- EXERCISE
Could you resume the comment thread about corporations and government, starting right after its last line?

Date: 2011-08-03 07:55 am (UTC)
From: [identity profile] tcgtrf.livejournal.com
Yes, Alverant, except that the corporations that do all of those awful things wouldn't exist and have the same rights as individuals if the government didn't allow them to incorporate in the first place and provide protection for them.

This crypto-capitalist government that we have is indistinguishable from the corporations--otherwise the Wall Street crooks wouldn't have gotten bonuses while the African-Americans in this country lost 85% of their net worth over the last few years.

The last vote in Congress is proof to me that the mainsteam Democrats are as vile and corrupted as any Republican in the business. They may like gays, blacks, butterflies, and puppies, but when it comes down to voting, they'll sell you out in a second--just like their colleages across the aisle.

Tom Trumpinski

(no subject)

Date: 2011-08-01 03:11 pm (UTC)

- STUDY MATERIAL
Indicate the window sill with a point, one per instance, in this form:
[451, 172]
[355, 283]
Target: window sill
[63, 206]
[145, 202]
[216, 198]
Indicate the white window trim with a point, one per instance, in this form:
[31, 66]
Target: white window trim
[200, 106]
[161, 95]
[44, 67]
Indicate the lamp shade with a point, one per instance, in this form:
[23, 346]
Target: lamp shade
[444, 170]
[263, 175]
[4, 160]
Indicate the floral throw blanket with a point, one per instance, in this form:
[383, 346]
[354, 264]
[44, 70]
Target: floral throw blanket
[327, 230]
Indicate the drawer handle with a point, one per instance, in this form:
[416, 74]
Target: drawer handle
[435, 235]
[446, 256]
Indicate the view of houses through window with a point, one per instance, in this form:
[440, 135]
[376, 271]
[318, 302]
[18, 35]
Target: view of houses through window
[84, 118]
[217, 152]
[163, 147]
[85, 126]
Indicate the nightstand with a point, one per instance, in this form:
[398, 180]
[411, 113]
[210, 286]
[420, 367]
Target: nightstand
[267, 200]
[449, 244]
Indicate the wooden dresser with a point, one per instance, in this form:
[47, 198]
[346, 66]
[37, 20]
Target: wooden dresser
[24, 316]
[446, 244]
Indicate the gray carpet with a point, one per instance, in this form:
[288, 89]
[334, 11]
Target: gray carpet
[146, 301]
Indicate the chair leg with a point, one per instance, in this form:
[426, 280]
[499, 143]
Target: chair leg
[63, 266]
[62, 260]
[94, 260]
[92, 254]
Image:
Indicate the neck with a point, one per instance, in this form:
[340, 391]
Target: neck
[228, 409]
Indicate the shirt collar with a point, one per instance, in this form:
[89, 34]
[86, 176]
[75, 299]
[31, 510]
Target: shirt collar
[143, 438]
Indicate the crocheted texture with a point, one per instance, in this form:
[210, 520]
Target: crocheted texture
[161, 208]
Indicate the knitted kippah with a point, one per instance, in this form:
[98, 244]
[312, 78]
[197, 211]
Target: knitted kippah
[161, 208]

- RESPONSE AREA
From: [identity profile] kilbia.livejournal.com
I wish I believed that my congresscritter would listen to me. Thing is, a single glance at publicly available information would tell him that I cannot threaten him with a non-vote next year, since I was already going to be a non-vote anyway. Between that and my usual terror of making phone calls....

This isn't abstract to me, this is doomed.

Date: 2011-08-01 03:56 pm (UTC)
From: [identity profile] invader-tak-1.livejournal.com
This isn't just an abstract topic to me like it is to some. If the services funding dies, most of the people in my building are doomed.

Many of them cannot even feed themselves, as in are unable to take food off a plate and put it in their mouths. I help them with their computers and small repairs when I'm able.

The people who want to throw America's elderly and disabled to the wolves are monsters.

The pills that keep me out of institutional care and functional cost MORE than I'd make at McJob, and without them I can't leave the house half the time anyway.

Oh yes, and Regan shut down the institutional care to give more tax breaks to the "Job Creators" back in the 80's. How did that pan out?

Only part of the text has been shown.